* [Source extract]:
━━━━━━━━━━

It was Friday 20 March 2020. All sorts of information had already been made widely available concerning Covid 19.
An health emergency is declared on Tuesday 17 March.
The advice, and later requirements, are
- to wash your hands often during the day, especially before and after touching surfaces,
- to keep social distance (at least 2 metres or 6 feet away from others)
- avoid gatherings of people (over 50 people gatherings are banned)
For the latest information on restrictions (now 15 people on 29Mar, and lots more as the attempt is made to limit the fast spread which will overwhelm available services) see: https://www.alberta.ca/coronavirus-info-for-albertans.aspx
There is much more: to repeat what many have posted already:
A study from researchers at the National Institutes of Health (NIH), published in the New England Journal of Medicine, suggests the virus can live
- up to four hours on copper,
- up to a day on cardboard,
- up to three days on plastic and stainless steel, and
- up to three hours in the air.
The times vary according to environmental conditions, of course. Meaning these could be much longer under ideal conditions (for the virus – very un-ideal for us!)
NOTE! Freezing temperatures ‘put the virus in stasis’, meaning freezing does not kill it all, but preserves much of it! Meaning the above times are put on hold in freezing temperatures.
An earlier study of SARS Cov (the outbreak of 2002-3) determined that the survival time for this related virus under optimal dry surface, air conditioned temperatures, could be as long as 2 weeks, or 3 weeks in a liquid environment at room temperature. The greatest transmission ‘assistants’ could be foamites (objects or materials which are likely to carry infection, such as clothes, utensils, and furniture.) https://www.hindawi.com/journals/av/2011/734690/
Still needed is information at what temperatures/humidity SARS CoV2 is killed.
Sometimes the light is so bright that it bounces all over and compromises the beauty of the most natural developments. Here the icicles of warm days and cold nights catch the evening sun that lays down shadows sweeping across the soft curves of blown snow.
The light’s reflections and distortions do not change the snow, the trees, the shadows, the icicles. It changes only our perceptions.
Reality is still reality.
I’m in Walmart to get the few groceries I need and can afford, wiping down items to disinfect them before putting them in my sanitized container, to take to the self check out; controlling what I can.
A father walks past me, whom I’ve greeted at a distance just minutes before, who says to me:
“It’s airborne. Wiping down things will not help.”
I responded sarcastically, “You’re so smart, but deadly wrong!”
Later I’m in the Dollar Tree picking up essentials, keeping my distance from the people in front of me, and I turn part way around and see the line up behind me, the nearest person is less than 2 feet away. Everybody behind that person is just as close, as if there were no warning to keep your distance from other people.
We have the ability to see the same things at different times, in different light, and appreciate the root of the beauty of the universe.
The light’s reflections and beauty do not change the snow, the trees, the icicles. There are no shadows. Still the real change is only our perceptions.
Reality is still reality.
What gives, with the deadly stupidity about town?
Someone standing that close to a person with a compromised immune system could be essentially killing the compromised person.
Do people not listen? Learn? Care?
Or are people so angry at being told to change their habits that they protest by not following the recommendations?
Or is it the disbelief of the masses that gets crazy people elected? That tolerates systemic abuse of identifiable groups of people? That brings intelligent people to jump on the band wagon of Gaslighting victims of abuse?
Stupid is just Stupid. Sometimes it is also Deadly.

━━━━━━━━━━

* [Data records]:
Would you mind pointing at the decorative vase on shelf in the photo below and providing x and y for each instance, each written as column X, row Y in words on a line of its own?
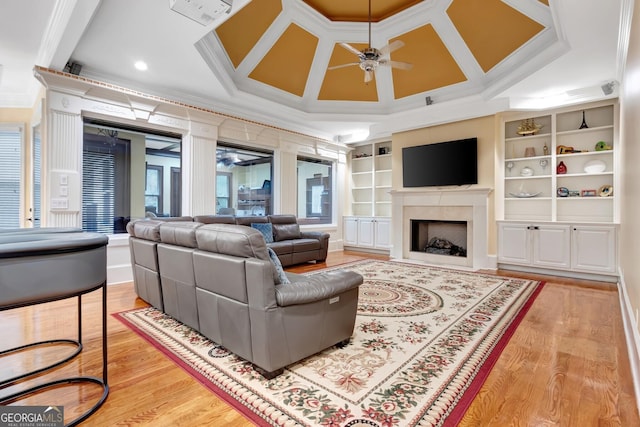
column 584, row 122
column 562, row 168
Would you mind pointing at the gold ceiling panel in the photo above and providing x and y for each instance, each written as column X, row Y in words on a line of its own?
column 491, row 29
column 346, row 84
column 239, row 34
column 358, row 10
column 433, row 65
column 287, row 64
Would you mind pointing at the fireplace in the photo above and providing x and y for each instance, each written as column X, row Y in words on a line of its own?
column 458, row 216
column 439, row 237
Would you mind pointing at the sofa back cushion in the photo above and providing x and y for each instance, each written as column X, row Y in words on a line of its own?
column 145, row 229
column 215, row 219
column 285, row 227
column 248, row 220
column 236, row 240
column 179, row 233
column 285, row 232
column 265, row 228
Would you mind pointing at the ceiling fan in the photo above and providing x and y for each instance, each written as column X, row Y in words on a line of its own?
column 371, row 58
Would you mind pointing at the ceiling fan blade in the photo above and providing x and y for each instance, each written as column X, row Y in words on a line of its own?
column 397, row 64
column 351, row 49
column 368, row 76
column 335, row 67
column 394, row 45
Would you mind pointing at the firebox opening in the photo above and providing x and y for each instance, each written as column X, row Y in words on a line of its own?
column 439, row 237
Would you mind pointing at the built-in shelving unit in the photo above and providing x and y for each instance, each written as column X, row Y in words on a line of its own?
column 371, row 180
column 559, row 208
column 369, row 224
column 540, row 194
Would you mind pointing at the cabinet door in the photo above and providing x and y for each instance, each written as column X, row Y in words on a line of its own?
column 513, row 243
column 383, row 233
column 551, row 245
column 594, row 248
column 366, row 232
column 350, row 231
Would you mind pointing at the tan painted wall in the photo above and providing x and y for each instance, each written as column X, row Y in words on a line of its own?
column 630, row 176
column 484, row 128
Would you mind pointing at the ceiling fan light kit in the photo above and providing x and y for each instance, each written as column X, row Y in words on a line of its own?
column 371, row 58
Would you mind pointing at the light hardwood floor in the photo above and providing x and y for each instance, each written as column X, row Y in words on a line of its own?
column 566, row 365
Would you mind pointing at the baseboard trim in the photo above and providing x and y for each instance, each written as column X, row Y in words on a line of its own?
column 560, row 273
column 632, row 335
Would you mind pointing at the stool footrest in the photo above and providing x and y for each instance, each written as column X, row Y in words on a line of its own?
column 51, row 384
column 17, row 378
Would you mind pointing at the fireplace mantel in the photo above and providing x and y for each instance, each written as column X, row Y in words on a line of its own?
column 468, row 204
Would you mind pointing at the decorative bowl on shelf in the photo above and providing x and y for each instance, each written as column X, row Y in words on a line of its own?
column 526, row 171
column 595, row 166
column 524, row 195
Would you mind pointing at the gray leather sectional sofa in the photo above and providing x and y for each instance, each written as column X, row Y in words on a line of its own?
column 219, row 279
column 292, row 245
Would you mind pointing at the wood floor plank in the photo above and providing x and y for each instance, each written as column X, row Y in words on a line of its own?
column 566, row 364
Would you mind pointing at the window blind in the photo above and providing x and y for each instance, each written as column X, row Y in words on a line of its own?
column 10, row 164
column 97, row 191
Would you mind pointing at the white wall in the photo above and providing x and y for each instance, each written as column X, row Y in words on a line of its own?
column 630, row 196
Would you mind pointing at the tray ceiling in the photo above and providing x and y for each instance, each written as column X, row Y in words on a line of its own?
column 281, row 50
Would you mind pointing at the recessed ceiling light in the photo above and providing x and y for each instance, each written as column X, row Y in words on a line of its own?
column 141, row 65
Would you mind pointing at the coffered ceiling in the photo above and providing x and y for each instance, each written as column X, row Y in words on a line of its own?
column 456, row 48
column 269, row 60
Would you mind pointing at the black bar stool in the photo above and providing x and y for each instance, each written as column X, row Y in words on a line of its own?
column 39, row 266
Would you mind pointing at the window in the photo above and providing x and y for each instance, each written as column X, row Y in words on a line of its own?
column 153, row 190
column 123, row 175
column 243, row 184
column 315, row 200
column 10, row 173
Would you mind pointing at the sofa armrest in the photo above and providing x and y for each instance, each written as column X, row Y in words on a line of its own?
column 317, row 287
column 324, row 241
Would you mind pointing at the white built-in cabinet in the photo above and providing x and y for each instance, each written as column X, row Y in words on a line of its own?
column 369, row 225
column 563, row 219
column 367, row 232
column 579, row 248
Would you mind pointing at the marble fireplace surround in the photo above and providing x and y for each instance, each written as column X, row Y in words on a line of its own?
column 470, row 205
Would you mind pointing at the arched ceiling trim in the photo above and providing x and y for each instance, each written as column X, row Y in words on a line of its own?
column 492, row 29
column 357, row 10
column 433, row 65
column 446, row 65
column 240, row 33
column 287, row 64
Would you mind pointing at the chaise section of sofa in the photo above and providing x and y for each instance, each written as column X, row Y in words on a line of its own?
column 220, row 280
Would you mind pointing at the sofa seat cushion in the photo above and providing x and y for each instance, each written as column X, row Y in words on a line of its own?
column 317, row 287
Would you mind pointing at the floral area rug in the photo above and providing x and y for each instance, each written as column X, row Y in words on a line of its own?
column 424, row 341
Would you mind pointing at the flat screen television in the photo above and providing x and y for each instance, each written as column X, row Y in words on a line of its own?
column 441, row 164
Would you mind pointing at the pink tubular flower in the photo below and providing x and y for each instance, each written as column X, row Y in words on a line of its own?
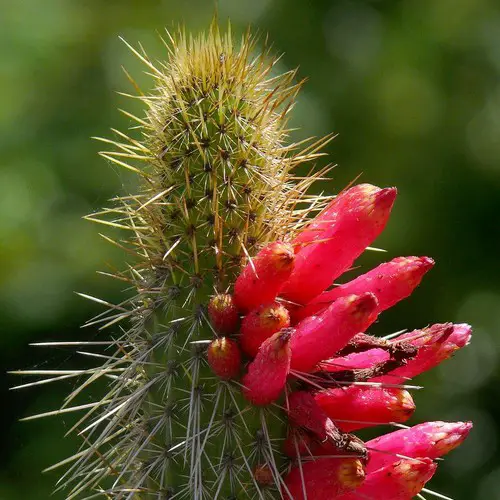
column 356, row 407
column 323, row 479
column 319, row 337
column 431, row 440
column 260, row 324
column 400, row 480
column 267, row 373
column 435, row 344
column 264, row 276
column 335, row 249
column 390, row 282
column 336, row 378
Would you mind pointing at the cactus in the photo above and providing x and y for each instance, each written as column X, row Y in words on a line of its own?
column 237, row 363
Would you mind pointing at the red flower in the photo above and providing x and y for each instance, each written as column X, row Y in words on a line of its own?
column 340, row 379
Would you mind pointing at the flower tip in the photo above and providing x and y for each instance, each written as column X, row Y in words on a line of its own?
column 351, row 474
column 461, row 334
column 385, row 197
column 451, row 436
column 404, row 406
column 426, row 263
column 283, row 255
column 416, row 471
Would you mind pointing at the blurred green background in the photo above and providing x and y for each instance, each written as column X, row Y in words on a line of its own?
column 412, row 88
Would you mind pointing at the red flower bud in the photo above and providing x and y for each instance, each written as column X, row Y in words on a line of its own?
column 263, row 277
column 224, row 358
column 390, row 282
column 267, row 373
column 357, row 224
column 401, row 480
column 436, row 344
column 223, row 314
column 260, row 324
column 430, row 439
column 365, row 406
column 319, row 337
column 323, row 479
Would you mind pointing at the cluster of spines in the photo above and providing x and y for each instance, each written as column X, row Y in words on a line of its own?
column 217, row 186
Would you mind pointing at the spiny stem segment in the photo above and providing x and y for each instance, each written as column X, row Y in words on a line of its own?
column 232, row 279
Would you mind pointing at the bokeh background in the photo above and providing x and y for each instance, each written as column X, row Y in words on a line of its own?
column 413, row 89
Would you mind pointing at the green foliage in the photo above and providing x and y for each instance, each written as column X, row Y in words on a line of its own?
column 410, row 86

━━━━━━━━━━

* [What this exercise asks]:
1. Answer these about the Covid-19 post:
(a) On what day was a health emergency declared?
(b) According to the NIH study, how long can the virus live on cardboard?
(c) In the Dollar Tree line, how far away was the nearest person behind the writer?
2. Reproduce the Covid-19 post from "The light’s reflections and beauty" up to and including "following the recommendations?".

* [Answers for each item]:
1.
(a) Tuesday 17 March
(b) Up to a day
(c) Less than 2 feet away

2.
The light’s reflections and beauty do not change the snow, the trees, the icicles. There are no shadows. Still the real change is only our perceptions.
Reality is still reality.
What gives, with the deadly stupidity about town?
Someone standing that close to a person with a compromised immune system could be essentially killing the compromised person.
Do people not listen? Learn? Care?
Or are people so angry at being told to change their habits that they protest by not following the recommendations?